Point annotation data
◇ ◇ ◇ ◇ ◇ ◇ ◇

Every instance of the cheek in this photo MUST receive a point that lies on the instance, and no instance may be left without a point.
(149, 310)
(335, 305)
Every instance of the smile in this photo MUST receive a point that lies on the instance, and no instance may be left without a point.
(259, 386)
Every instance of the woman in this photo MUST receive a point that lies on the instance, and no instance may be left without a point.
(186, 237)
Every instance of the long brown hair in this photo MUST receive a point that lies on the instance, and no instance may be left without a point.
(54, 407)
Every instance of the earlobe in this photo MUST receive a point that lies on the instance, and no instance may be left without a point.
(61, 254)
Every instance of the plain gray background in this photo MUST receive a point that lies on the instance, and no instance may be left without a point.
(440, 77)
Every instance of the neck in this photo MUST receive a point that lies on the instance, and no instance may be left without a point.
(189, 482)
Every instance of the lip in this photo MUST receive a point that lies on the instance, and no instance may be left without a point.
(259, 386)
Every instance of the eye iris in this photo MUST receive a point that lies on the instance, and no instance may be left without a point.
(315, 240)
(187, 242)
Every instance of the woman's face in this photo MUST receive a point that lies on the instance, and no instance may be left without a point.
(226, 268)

◇ ◇ ◇ ◇ ◇ ◇ ◇

What you have to do
Update the data above by replacing each "instance" with "occurrence" and leaving everything else untouched.

Reply
Every occurrence of the cheek in this photo MUST receive a point that lies on the occurrence, and no occurrence may be left without a point.
(149, 310)
(335, 305)
Every occurrence of the smile in this photo MUST receive a point that lies on the occurrence, and no occurrence may be left without a point.
(259, 386)
Every occurrence of the woman in this photo MUST receive a point that lies on the occurrence, and no occurrence may be left without a point.
(186, 237)
Every occurrence of the long brown hair in this photo MUST receive a point that lies on the occurrence, and no occurrence may be left without a point.
(54, 407)
Every occurrence of the earlobe in this photo MUST receive a point that lies on the occurrence, and no occurrence may be left without a point.
(61, 254)
Every occurrence of the plain gray background in this photo MUST receive a point that lies on the occurrence, and no occurrence may be left without a point.
(440, 77)
Every occurrence of the neck in this photo MUST receive a point that lies on the occurrence, and no occurrence may be left without a point.
(189, 482)
Every occurrence of the lip in this photo MUST receive a point that lies on the occurrence, and no occurrence may be left without a point.
(259, 386)
Every occurrence of the eye iris in this photo MUST receive a point that lies on the occurrence, and no occurrence may be left without a point.
(315, 240)
(187, 242)
Every occurrence of the woman's face in this photo MUST receive a point that lies on the occurrence, and no occurrence may be left without a point.
(226, 268)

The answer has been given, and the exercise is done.